-------- Material for this exercise --------
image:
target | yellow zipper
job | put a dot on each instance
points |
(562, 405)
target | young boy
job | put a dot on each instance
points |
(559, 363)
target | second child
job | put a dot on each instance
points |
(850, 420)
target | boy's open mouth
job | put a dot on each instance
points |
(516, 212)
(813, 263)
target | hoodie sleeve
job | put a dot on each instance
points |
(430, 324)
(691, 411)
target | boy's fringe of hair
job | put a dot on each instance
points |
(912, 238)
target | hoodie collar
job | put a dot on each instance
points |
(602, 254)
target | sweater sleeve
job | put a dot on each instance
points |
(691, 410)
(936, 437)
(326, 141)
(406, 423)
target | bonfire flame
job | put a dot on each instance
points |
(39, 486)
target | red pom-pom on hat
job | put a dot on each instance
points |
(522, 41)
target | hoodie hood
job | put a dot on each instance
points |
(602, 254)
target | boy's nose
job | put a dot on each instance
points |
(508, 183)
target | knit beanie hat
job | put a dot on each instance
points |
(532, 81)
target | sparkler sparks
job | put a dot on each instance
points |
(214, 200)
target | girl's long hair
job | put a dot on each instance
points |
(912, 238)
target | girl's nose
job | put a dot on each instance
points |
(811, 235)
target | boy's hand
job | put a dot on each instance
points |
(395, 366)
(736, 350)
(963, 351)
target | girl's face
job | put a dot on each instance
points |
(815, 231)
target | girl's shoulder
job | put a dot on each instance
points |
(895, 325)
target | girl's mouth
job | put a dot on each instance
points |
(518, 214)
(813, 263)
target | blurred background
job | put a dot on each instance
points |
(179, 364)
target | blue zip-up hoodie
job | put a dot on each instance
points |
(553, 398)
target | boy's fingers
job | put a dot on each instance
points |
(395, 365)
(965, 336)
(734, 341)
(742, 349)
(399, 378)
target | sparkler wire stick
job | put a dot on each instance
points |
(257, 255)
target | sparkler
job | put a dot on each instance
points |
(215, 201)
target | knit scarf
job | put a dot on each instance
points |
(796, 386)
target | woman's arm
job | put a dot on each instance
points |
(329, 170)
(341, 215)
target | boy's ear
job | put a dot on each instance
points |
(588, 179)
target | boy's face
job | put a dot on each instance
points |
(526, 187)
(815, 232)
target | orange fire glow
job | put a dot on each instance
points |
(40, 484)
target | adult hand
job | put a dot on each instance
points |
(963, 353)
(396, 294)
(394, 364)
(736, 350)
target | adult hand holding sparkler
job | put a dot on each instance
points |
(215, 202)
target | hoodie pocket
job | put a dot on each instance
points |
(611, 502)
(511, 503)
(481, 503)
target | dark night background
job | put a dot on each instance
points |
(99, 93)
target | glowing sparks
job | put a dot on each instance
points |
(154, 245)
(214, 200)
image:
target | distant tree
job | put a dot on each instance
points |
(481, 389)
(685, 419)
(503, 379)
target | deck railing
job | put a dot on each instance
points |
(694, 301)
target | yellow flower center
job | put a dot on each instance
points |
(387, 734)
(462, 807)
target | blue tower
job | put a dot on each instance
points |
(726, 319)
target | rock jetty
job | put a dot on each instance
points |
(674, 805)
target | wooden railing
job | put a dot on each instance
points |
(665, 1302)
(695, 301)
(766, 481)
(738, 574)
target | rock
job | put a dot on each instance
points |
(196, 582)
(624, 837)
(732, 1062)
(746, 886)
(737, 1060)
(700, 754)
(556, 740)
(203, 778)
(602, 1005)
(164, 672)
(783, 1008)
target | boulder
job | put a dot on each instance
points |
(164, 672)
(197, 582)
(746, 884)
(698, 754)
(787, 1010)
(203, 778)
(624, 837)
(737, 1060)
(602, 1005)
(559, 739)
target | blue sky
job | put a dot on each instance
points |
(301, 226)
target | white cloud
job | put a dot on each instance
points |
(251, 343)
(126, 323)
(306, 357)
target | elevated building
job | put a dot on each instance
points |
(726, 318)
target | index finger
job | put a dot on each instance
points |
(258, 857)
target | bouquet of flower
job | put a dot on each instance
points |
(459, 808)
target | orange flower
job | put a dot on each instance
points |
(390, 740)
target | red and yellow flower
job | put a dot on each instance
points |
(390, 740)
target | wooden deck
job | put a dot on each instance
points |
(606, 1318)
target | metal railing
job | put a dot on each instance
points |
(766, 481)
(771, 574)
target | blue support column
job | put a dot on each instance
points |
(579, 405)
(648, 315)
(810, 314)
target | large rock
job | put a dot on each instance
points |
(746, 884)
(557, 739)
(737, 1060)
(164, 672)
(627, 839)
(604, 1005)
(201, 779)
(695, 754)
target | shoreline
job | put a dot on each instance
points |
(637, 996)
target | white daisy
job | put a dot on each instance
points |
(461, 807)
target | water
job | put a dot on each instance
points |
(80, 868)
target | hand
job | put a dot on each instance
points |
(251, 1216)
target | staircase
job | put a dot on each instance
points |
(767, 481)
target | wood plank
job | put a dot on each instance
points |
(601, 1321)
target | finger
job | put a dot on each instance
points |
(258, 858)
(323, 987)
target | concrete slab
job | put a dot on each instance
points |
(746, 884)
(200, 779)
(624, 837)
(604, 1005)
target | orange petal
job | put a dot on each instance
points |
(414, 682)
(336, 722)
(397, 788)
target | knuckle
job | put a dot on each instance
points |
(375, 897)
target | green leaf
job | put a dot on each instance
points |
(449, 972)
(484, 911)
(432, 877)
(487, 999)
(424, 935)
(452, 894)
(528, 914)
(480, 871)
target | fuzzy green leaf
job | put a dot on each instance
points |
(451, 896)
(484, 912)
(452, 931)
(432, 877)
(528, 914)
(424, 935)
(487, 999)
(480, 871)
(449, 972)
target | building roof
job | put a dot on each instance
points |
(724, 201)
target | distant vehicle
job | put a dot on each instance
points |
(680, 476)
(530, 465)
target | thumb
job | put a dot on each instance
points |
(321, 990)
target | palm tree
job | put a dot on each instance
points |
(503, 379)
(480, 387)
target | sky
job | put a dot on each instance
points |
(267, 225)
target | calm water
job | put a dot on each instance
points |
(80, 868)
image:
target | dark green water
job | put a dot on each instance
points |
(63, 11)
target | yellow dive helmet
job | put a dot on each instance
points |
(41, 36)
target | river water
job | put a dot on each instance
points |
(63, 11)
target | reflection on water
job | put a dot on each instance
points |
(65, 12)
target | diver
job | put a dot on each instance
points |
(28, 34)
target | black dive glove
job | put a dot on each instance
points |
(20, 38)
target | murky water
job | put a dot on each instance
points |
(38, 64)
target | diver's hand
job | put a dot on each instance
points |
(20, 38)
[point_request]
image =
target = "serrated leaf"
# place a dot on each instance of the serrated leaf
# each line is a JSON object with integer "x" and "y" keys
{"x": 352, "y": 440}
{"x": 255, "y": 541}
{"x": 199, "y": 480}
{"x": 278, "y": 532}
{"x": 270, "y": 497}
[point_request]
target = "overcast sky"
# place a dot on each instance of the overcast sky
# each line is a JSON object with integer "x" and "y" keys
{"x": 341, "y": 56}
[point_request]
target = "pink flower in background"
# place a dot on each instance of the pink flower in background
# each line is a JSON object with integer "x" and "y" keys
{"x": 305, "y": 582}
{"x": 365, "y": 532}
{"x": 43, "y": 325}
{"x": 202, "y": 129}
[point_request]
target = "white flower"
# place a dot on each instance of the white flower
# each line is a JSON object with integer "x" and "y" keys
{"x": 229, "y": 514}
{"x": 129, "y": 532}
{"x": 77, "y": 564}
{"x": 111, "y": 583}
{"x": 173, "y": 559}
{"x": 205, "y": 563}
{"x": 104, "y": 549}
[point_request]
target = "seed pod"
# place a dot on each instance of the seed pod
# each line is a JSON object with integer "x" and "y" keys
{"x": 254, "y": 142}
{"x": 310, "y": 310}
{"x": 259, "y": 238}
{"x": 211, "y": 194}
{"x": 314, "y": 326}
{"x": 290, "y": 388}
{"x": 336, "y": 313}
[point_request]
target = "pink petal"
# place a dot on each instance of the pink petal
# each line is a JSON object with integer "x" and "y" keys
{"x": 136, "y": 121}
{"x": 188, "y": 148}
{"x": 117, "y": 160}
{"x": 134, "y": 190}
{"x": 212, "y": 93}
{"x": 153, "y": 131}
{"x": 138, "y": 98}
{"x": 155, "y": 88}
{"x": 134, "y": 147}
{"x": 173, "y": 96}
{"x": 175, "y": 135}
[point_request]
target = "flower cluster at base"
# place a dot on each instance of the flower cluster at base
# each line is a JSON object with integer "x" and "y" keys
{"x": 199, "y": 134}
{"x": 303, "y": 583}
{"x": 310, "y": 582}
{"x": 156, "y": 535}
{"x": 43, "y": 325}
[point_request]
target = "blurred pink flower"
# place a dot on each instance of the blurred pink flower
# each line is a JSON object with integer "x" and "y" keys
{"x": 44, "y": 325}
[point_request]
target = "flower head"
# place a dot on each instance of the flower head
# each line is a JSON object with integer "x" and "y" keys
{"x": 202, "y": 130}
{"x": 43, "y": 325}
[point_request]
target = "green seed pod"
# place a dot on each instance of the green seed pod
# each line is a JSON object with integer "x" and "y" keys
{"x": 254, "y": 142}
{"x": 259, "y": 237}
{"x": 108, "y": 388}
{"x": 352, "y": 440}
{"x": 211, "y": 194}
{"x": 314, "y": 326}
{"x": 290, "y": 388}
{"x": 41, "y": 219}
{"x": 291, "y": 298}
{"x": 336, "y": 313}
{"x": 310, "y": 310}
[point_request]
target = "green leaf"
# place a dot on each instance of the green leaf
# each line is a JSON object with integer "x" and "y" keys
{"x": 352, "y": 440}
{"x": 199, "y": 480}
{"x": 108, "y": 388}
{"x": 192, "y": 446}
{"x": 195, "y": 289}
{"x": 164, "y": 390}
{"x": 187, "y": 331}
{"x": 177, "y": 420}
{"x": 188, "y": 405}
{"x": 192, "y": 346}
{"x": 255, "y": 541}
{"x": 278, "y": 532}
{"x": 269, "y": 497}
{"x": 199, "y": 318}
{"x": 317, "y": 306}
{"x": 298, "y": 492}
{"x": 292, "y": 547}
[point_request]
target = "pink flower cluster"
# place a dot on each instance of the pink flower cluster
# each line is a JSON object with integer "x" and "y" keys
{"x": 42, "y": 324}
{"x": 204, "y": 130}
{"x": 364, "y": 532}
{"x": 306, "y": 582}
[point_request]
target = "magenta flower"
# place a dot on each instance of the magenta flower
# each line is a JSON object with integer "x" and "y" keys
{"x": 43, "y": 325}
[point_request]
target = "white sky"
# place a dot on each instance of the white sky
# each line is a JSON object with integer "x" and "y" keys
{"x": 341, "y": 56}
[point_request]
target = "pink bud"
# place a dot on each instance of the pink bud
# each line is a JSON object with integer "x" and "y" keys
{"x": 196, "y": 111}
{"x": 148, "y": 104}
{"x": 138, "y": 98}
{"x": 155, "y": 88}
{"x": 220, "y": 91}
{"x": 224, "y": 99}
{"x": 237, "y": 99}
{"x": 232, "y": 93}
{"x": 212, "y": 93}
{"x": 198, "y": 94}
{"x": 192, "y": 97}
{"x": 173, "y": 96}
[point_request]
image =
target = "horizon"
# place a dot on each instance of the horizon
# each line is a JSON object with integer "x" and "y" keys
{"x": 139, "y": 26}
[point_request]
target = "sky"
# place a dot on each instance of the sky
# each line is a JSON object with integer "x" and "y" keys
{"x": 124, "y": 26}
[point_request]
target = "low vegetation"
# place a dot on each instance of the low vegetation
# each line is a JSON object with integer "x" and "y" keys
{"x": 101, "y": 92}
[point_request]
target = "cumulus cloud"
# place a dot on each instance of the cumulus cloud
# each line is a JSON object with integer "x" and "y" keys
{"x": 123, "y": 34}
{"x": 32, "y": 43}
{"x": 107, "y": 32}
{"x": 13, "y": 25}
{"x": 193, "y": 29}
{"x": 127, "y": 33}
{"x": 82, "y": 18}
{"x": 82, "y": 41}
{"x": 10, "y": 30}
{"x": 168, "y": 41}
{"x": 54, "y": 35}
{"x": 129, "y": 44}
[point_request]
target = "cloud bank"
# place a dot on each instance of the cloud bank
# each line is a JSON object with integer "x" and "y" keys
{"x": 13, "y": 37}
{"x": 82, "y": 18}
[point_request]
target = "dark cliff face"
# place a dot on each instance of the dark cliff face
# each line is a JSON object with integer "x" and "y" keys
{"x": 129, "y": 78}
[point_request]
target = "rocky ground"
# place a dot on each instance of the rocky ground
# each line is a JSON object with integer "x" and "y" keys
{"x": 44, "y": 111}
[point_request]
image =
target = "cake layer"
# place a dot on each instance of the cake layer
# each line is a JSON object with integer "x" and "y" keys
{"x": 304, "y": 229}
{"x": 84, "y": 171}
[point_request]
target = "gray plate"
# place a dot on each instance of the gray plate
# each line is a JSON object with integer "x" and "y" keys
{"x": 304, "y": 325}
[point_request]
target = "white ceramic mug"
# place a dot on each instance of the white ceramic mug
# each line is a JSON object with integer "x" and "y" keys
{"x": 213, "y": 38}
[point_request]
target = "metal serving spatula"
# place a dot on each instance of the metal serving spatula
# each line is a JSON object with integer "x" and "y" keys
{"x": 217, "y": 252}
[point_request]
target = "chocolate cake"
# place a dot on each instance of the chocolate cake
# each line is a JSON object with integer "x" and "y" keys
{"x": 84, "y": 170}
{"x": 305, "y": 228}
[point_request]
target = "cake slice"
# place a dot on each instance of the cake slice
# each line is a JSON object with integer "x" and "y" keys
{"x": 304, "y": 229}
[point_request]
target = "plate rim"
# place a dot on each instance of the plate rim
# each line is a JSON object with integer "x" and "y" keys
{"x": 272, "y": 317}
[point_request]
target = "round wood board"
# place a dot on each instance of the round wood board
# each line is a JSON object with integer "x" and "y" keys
--------
_Challenge_
Pull out every line of the data above that contains the word "spatula", and copy each one in full.

_Result_
target = "metal serving spatula"
# place a dot on each instance of the metal serving spatula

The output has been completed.